■ **TASK ITEM**: State, as a number alone, how many lines of the entries contain the word "pixel".

(Collected data)

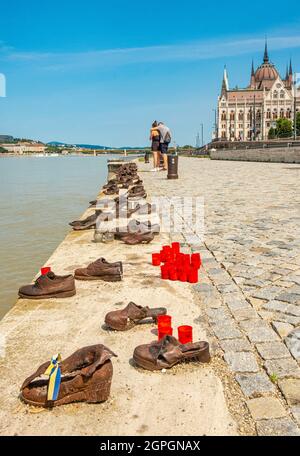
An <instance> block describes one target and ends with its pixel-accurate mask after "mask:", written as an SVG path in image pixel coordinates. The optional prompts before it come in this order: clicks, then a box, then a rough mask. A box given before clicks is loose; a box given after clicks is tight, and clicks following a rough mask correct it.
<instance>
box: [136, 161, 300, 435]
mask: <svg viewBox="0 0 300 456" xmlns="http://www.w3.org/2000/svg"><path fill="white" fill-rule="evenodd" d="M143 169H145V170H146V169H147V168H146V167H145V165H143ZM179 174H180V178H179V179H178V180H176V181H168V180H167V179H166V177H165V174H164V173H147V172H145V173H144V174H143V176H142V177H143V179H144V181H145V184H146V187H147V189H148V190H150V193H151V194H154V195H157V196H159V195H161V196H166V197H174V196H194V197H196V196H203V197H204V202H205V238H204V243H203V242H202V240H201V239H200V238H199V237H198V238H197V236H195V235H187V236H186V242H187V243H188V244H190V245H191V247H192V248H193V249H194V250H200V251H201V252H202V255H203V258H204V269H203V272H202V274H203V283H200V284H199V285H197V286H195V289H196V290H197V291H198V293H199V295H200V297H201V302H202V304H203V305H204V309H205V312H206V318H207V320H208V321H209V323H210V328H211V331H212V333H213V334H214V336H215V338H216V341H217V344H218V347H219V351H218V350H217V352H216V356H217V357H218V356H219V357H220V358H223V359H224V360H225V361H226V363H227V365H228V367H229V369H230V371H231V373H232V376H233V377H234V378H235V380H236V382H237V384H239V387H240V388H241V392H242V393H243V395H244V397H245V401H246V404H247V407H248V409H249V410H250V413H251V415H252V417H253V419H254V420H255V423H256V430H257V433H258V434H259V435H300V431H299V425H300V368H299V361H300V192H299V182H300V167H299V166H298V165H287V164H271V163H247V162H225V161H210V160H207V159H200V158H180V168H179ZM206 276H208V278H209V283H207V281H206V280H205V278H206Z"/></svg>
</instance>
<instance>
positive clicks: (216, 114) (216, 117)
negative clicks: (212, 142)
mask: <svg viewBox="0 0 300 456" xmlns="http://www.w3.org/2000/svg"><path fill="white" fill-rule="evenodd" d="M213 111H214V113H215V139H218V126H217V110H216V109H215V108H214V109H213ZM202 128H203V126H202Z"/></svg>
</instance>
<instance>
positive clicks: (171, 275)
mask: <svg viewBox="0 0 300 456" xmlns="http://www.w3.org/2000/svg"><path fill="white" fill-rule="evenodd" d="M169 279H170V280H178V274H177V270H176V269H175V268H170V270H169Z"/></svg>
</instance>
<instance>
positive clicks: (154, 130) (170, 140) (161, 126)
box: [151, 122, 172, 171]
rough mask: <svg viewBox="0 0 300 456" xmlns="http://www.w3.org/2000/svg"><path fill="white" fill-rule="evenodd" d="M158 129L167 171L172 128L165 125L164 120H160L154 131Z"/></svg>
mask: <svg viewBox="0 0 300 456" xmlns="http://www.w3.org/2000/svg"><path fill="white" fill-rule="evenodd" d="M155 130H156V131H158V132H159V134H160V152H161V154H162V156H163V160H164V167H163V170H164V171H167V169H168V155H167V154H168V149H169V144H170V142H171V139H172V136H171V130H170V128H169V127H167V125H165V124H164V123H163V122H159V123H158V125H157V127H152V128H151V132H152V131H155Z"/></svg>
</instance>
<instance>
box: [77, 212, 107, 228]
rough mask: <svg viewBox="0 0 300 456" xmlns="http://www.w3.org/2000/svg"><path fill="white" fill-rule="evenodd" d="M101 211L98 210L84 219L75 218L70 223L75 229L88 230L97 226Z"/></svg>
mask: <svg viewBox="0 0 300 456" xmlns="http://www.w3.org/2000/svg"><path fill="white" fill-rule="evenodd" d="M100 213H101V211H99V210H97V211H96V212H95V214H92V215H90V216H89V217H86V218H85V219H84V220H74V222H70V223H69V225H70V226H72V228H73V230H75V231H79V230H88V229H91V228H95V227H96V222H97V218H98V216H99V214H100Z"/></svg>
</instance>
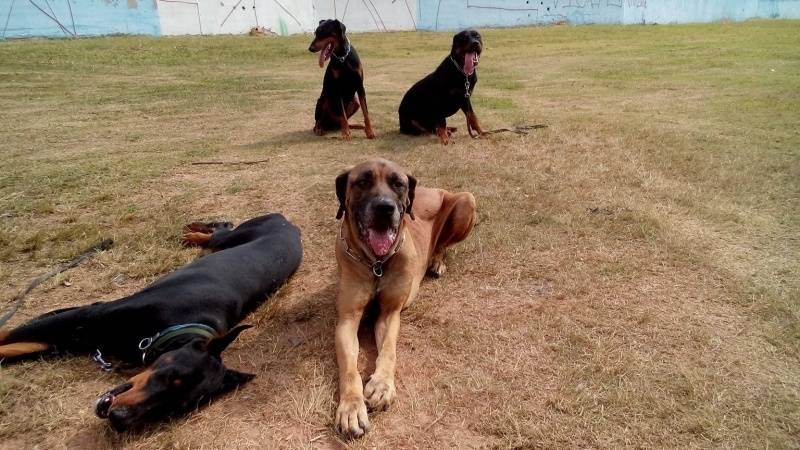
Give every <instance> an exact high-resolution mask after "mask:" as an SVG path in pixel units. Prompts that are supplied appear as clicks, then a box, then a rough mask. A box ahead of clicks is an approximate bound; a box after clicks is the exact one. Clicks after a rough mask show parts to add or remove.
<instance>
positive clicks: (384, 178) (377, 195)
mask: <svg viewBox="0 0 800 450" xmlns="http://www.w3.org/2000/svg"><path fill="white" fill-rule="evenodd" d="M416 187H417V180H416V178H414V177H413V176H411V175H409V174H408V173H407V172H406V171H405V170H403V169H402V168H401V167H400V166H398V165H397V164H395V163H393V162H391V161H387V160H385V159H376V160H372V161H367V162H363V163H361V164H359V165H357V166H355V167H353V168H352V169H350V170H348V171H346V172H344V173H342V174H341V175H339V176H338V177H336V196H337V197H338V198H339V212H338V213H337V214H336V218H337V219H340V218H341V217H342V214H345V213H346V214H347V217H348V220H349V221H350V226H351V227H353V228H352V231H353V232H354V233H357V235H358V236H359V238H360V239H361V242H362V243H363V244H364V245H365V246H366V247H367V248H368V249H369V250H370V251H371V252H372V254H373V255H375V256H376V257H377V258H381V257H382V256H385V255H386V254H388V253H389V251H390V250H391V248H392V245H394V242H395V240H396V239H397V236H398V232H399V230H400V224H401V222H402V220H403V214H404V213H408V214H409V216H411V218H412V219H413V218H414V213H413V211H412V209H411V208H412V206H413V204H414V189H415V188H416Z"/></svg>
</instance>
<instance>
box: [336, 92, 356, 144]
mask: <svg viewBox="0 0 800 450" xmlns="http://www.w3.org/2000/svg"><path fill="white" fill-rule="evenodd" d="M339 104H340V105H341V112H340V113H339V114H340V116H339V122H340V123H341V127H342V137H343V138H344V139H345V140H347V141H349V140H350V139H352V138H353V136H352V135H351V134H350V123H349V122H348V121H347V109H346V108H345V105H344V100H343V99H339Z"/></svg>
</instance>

■ **RESULT FOR THIS TASK**: 2